Exercise aim:
Restate word for word, and only, the lines that extend from the line containing "Can you find the white" through the end of the records below.

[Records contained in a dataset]

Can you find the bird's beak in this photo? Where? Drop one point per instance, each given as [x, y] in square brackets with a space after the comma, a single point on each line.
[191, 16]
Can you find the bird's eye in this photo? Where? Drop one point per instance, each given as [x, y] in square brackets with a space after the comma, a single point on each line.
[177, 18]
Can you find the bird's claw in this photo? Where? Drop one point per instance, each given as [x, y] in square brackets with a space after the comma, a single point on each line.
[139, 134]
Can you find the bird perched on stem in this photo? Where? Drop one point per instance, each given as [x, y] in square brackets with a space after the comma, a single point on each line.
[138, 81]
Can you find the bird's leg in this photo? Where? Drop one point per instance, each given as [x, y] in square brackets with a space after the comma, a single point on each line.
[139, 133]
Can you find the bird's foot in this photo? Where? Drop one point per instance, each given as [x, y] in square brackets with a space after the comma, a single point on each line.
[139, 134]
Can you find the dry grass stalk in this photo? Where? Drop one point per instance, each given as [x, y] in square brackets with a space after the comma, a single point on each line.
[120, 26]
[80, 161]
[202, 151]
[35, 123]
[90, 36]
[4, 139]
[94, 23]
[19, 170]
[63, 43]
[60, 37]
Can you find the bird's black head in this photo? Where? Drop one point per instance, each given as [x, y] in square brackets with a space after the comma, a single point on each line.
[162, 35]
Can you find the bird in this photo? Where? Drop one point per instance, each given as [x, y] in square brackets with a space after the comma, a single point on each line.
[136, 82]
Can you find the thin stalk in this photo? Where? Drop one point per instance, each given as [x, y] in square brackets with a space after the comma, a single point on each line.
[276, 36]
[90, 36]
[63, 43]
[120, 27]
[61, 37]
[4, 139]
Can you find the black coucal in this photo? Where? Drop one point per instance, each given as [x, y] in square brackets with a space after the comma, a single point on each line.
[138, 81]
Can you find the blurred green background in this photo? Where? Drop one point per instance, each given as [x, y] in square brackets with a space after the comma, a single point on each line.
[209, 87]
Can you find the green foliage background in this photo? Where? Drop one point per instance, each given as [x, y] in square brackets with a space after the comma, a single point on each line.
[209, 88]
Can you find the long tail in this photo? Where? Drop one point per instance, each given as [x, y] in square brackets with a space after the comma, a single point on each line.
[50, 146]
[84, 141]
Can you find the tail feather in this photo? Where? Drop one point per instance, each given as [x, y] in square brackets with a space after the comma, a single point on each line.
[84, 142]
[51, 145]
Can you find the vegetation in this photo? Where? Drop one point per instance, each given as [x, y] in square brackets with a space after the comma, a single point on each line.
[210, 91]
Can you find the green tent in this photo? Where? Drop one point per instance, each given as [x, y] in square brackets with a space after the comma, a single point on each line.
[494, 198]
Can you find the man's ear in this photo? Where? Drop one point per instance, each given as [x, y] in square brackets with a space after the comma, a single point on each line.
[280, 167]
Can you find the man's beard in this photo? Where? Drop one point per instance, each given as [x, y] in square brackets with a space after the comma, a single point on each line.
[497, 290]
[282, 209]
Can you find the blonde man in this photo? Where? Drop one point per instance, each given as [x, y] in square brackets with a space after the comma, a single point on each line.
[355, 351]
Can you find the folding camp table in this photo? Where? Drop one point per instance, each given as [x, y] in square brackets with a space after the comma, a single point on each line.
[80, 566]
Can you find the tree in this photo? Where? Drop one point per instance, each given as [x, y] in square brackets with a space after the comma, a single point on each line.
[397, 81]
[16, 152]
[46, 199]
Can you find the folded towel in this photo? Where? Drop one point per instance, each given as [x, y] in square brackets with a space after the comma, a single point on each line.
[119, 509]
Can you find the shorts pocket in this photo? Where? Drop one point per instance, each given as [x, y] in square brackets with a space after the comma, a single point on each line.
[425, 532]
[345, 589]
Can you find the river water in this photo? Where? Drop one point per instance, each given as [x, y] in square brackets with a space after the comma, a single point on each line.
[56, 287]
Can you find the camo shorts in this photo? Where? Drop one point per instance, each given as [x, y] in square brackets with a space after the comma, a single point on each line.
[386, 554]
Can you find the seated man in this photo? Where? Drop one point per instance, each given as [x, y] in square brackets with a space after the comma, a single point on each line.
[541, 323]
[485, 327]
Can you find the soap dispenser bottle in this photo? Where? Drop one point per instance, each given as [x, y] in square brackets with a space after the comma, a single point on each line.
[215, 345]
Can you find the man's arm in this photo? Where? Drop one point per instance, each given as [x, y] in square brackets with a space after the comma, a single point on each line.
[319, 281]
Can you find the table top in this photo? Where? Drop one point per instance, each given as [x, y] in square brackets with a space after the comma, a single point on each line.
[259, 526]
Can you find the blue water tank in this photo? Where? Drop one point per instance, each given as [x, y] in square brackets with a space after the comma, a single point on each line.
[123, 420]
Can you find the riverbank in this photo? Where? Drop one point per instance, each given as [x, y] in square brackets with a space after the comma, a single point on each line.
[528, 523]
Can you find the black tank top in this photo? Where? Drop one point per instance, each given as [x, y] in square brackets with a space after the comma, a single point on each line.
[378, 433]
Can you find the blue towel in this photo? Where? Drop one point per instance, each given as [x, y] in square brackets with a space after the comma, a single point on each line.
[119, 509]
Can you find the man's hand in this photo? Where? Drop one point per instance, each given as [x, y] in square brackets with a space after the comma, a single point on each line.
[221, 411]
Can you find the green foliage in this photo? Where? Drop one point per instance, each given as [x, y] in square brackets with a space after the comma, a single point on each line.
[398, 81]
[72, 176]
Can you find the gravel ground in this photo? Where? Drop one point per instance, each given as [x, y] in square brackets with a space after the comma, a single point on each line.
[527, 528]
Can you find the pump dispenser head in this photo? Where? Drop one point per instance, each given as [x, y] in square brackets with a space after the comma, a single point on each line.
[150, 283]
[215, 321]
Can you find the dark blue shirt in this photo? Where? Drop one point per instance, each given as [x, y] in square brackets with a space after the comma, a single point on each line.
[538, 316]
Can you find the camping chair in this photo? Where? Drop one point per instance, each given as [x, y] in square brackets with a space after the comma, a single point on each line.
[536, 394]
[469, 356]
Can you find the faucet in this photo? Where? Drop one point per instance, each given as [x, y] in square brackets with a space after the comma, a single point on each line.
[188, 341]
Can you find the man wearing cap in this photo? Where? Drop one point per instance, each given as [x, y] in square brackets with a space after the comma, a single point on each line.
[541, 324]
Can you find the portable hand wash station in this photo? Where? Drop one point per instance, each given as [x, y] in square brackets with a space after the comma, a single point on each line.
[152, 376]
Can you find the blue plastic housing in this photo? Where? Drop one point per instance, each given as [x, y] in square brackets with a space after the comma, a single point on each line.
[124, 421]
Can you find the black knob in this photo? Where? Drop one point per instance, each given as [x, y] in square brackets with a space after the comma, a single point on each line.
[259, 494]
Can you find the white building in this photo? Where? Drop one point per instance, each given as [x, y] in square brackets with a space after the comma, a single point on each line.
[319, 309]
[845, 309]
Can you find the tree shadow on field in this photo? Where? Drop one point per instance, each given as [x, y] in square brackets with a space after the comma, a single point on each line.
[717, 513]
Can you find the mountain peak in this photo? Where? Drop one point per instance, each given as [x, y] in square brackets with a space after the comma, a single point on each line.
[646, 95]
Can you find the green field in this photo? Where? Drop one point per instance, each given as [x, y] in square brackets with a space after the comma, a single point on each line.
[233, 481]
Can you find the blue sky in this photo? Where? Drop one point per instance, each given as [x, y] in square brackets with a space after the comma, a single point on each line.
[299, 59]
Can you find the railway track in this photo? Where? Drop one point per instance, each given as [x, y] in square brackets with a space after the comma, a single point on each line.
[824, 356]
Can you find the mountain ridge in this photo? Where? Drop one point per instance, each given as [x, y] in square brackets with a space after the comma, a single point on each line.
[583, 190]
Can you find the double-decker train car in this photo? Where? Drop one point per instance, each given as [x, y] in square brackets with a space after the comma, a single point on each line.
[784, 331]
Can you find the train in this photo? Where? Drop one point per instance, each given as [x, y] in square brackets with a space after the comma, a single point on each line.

Solution:
Can you find the white building in this photo? Where? Drop one point per instance, each given as [x, y] in square brackets with a space after the comma, a single point on each line.
[319, 309]
[845, 309]
Can you find the tree shadow on field in this photo? Where? Drop one point per instance, each given as [x, y] in square brackets with a space after the comma, a single point on each line.
[717, 513]
Can you find the mountain peak in this photo? Where? Drop one point per instance, each given as [x, y] in square brackets with a space after the comma, a single point on each line.
[646, 95]
Can you find the green field in this photo? Where? Drop one point per instance, each given as [x, y] in square brackets with a space after the comma, a single point on each line.
[233, 481]
Can you find the blue sky in this photo? Where? Drop one point per instance, each given as [x, y] in square brackets with a space after the comma, a single point on each line.
[299, 59]
Can you find the railway track in this photo? Where? Drop one point per instance, each given as [x, y] in square brackets with a space after the comma, a single point on each line.
[824, 356]
Can you find the mountain ridge in this photo? Where? Drop one point per instance, each given as [x, y] in square brackets with a space after the comma, a single point on each line.
[583, 190]
Can you find the double-decker train car in this photo? Where? Drop one point per instance, each given as [x, y] in square brackets with a space after the comma, a single point on each line.
[784, 331]
Can you find the train in this photo? Where? Drop one point per instance, each given as [x, y] in square brackets with a space after the comma, a single point on each line.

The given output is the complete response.